There are many things in life that stick with us. Our memories from high school and college, the time before you get married, married life before children, and the birth of your children…just to name a few. We have a few things in our life that have left imprints more than others…11 lb baby, multiple surgical procedures and hospitalizations….one of the worst scares of our life was when Girly Girl suddenly got sick during October 2004.
During October 2004, our family decided to take a trip to Clanton, AL, to the Grand Ole Pumpkin Patch for a day of picking out pumkins and doing activities as a family. We had a wonderful time! We picked out our pumpkins and rode the hay ride. We visited the petting zoo and even allowed Girly Girl to ride the ponies. Button Boy was about 18 months old, and just ran around a lot…he loved the freedom of a giant field!
On our way home, our little thumb-sucker (aka Girly Girl) fell asleep with her thumb stuck where in normally was found — in her mouth. About 2 days later our baby girl began having horrible stomach cramps and diarrhea. We allowed this to go on for about 2 days, until she began running a fever and was becoming lethargic. We quickly took her to the pediatricians office, and they tested her stool for salmonella. I honestly don’t remember how long it took to get the test results back….the days from those two weeks are forever going to run together in my mind. The test results came back as positive…she was unable to walk to the bathroom, I was carrying her…her fever was getting higher and the Tylenol and Advil we were giving her was not working very effectively…we had to evacuate Button Boy to my parent’s house because of his medical issues he could not affordto get sick…the night that her fever hit 105 — Mojo and I were in the van getting ready to head to Children’s Hospital when the pediatrician’s office called and said not to. Honestly, that was the biggest mistake we had made through this entire illness. The next morning (which, if I remember correctly, was a Saturday) we were in our pediatrician’s office with a VERY sick little girl. Our doctor said that he wanted her to have a blood culture and it would take 24 hours to get the results, it was EXTREMELY rare for the culture to come back positive, but if it did, he would call us and we would need to go to the hospital. We immediately let him know (not that it was necessary, he already knew our feelings toward the Pediatric Unit in the hospitals in Montgomery) that we would be driving to Birmingham’s Children’s Hospital.
We remember the call vividly. Not the time or where in the house we were when it came in…just the fact that the voice on the other end said Girly Girl’s culture was positive and we needed to head to Birmingham. I levitated. I know I did. I blacked out. I don’t remember the drive to Birmingham. I remember carrying her into Children’s Emergency Room. I don’t remember triage. I remember being in a curtain, which was a first for us in the ER @ CHS. We had a wonderful ER doctor, of course, and nurse, of course. We have never had a bad experience at CHS, even though I know that exist. The nurse looked like she swallowed a basketball was extremely pregnant, and so good with our very sick little one. I remember knowing that we would be admitted, and having to explain what an I.V. was to Girly Girl. From what I remember the basketball nurse was the one that came up with idea of describing an I.V. as a “straw”. It made perfect sense to her. She was so sick that when the “straw” was placed she barely fought. That was a sick sick little girl.
We ended up spending just around 10 days in the “Penthouse” (for those of you not familiar with CHS-Birmingham, that would 7th NE) of Children’s. There was an outbreak of E-Coli in North Alabama at the same time, and were at least 4 children there and one that we knew of that was on dialysis. We were very fortunate to have nurses that we already had experience with from all of Button Boy’s issues, so they knew me and Girly Girl rather well. And I can never say enough about the residents from UAB that work at Children’s…they are always wonderful!!! The ER resident that we had the evening we were admitted actually became our Infectious Disease resident during our stay because of a change in rotation, so he was GREAT!!!

★ ★ ★ ★

• **Work order**
In the account of the family illness above, condense the paragraph beginning "During October 2004, our family decided" into two or three sentences, keeping its main facts.

• **Supplied information**
★ ★ ★ ★

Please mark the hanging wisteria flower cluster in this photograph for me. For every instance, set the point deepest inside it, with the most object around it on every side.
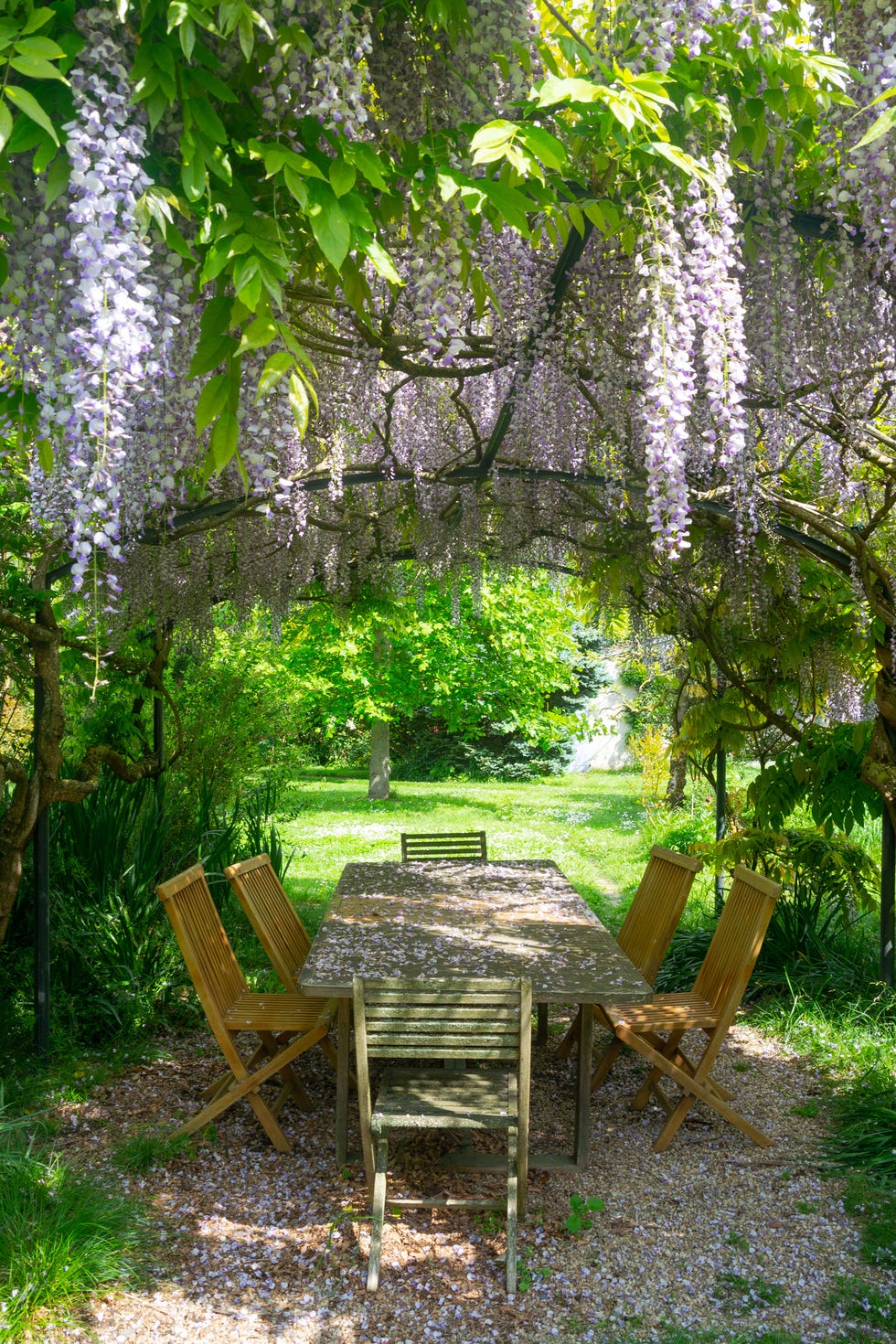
(93, 326)
(475, 395)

★ ★ ★ ★

• **Answer to this task**
In October 2004, the family spent a day at the Grand Ole Pumpkin Patch in Clanton, AL, where they picked out pumpkins, rode the hay ride, visited the petting zoo, and let Girly Girl ride the ponies. Button Boy, about 18 months old, ran around and loved the freedom of the giant field.